STUDY TEXT
Scrapy Skill

Complete guide for Scrapy - web scraping framework.

Quick Reference

Key Components

Component	Description
Spider	Crawling logic
Item	Data container
Pipeline	Data processing
Middleware	Request/response hooks
Selector	Data extraction

Commands

bash

scrapy startproject <name>    # Create project
scrapy genspider <name> <domain>  # Create spider
scrapy crawl <spider>         # Run spider
scrapy shell <url>            # Interactive shell
scrapy list                   # List spiders

1. Installation

bash

pip install scrapy

# With extras
pip install scrapy[all]

2. Project Structure

Create Project

bash

scrapy startproject myproject
cd myproject
scrapy genspider example example.com

Directory Structure

myproject/
├── scrapy.cfg
└── myproject/
    ├── __init__.py
    ├── items.py
    ├── middlewares.py
    ├── pipelines.py
    ├── settings.py
    └── spiders/
        ├── __init__.py
        └── example.py

3. Basic Spider

Simple Spider

python

# spiders/example.py
import scrapy

class ExampleSpider(scrapy.Spider):
    name = "example"

GIVEN DATA
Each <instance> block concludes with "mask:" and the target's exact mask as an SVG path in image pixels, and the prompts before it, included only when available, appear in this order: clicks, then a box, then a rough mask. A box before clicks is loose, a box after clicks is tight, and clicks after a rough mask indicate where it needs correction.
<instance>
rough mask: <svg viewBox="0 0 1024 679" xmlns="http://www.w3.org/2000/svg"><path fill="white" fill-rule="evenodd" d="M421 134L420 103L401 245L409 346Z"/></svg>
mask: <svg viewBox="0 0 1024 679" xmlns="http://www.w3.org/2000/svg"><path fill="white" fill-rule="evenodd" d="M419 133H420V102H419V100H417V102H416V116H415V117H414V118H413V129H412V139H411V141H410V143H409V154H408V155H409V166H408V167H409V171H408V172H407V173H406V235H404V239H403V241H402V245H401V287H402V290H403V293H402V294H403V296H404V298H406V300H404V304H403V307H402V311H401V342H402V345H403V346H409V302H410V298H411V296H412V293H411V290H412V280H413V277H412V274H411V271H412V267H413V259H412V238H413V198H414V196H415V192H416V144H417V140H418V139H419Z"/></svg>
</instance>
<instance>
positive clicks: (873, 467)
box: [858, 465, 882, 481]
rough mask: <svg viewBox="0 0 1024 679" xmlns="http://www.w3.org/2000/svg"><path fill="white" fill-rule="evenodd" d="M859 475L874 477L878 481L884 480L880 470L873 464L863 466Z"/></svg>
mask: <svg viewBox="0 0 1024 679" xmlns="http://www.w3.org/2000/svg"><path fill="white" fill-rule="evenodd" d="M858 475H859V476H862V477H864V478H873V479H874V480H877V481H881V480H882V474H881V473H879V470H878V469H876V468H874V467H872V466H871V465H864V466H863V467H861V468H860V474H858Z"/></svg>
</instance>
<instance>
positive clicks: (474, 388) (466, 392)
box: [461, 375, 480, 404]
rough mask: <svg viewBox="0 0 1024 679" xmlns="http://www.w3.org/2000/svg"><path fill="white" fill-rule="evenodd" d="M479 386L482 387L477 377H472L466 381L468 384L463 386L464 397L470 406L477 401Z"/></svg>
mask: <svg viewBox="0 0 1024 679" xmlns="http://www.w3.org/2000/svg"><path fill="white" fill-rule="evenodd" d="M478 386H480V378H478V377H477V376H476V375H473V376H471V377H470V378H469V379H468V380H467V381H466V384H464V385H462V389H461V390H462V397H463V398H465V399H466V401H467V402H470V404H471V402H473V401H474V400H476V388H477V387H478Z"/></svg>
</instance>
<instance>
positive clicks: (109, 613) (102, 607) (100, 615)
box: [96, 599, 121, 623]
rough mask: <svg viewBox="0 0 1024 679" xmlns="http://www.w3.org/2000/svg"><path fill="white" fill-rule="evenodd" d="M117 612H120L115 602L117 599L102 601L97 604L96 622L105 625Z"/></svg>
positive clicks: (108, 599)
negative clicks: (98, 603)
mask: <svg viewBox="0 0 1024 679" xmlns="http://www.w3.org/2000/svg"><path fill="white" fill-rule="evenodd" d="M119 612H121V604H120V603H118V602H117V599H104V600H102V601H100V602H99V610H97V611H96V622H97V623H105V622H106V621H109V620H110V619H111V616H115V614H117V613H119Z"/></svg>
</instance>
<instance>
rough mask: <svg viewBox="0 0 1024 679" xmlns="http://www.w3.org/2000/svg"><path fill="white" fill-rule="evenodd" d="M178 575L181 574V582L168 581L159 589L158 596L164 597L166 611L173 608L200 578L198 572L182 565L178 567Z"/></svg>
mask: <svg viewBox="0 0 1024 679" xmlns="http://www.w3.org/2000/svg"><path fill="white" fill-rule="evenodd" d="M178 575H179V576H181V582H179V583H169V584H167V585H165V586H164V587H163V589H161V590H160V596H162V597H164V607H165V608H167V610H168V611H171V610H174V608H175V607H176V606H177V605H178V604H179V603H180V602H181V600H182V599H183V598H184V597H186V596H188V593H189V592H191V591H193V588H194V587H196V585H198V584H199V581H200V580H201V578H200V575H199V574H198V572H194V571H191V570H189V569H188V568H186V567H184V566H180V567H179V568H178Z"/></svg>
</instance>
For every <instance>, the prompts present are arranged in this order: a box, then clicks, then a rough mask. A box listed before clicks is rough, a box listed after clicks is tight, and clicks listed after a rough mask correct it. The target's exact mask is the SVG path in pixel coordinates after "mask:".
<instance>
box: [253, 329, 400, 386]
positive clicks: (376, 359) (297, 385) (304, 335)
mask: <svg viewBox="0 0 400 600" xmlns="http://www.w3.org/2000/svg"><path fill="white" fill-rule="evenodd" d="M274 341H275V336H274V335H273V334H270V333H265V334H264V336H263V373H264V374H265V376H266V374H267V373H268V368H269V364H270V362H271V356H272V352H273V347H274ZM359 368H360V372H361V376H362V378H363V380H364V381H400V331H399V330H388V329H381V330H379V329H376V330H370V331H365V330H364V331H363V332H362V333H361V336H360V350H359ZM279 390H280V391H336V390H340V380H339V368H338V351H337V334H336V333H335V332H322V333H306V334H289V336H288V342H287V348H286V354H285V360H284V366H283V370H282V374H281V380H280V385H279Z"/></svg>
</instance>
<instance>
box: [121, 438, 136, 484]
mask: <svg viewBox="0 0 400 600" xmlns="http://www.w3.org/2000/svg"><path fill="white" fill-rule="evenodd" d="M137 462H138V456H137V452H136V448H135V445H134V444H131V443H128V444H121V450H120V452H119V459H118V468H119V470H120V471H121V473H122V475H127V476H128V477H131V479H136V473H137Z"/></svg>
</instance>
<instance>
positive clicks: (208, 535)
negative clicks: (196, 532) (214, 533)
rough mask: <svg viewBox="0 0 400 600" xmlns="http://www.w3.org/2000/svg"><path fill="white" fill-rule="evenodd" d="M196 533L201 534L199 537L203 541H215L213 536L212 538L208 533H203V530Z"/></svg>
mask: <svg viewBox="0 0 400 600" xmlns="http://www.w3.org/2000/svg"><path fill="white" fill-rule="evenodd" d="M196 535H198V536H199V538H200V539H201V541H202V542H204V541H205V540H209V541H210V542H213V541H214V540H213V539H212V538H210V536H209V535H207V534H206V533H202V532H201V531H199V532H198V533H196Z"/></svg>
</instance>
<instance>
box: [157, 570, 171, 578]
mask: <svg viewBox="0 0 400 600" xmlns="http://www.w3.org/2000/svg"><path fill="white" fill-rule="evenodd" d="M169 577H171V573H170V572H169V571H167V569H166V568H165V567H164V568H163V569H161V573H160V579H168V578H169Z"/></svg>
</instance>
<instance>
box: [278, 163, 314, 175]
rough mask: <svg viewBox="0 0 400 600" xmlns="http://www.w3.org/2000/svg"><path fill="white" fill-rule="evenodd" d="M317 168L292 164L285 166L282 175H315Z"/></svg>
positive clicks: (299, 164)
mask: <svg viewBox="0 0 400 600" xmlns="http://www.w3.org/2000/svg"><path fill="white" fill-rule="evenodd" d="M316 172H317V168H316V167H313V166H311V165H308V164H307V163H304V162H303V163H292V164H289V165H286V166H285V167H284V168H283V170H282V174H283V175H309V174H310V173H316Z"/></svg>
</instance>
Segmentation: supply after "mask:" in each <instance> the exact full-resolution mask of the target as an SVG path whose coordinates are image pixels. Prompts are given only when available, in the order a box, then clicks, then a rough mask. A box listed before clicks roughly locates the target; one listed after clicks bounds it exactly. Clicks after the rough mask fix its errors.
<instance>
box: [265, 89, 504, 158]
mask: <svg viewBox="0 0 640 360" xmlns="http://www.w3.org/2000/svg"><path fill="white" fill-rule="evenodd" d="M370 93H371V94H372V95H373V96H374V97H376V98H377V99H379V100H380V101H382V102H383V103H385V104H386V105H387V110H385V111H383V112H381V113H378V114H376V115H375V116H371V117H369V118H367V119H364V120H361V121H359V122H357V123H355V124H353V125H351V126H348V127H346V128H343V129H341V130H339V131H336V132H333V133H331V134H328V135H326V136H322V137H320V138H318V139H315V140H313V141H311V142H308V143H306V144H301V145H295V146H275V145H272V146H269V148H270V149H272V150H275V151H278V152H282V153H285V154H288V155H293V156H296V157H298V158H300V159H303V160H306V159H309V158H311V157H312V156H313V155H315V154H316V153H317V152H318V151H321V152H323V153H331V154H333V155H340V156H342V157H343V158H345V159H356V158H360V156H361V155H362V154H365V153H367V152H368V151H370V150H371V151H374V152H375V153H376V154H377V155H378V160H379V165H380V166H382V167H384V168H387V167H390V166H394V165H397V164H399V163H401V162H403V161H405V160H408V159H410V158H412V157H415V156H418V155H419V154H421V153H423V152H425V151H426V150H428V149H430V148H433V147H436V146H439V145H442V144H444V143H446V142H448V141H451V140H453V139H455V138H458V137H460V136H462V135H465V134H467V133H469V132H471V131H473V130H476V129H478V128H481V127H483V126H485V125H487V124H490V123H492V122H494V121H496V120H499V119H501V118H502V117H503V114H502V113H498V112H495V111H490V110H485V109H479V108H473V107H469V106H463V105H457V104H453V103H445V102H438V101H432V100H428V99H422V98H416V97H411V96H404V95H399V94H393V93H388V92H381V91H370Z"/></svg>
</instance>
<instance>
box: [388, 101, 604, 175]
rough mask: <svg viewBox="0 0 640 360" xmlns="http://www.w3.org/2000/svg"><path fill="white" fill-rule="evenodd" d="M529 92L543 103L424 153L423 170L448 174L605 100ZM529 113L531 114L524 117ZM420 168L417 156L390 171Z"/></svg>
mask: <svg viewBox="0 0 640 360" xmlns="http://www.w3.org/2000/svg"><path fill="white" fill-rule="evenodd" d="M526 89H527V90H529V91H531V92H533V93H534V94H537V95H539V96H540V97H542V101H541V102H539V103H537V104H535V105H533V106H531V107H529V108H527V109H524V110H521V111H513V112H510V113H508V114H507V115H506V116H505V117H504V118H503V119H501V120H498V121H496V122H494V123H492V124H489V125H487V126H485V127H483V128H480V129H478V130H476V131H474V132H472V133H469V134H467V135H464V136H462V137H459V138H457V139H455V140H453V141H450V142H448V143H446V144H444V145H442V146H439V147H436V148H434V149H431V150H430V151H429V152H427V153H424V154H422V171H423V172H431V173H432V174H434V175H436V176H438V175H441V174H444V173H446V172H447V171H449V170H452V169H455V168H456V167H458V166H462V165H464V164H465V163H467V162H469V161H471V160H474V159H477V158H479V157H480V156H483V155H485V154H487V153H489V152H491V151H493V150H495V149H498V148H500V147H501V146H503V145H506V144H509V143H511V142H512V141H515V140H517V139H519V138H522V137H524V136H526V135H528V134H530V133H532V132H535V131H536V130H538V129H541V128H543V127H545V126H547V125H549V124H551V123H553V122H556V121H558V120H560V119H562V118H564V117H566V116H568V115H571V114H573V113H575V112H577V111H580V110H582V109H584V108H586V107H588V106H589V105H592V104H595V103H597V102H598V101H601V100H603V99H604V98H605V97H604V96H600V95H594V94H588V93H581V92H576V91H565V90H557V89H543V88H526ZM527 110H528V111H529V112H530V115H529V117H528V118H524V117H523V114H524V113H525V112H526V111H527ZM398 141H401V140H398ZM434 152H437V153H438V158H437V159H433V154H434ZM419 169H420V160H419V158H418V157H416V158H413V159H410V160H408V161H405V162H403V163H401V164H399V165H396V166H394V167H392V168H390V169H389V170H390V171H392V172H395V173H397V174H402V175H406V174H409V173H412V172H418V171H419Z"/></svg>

ACTION ITEM
In the Scrapy guide, which command opens an interactive shell?

SOLUTION FOR THIS TASK
scrapy shell <url>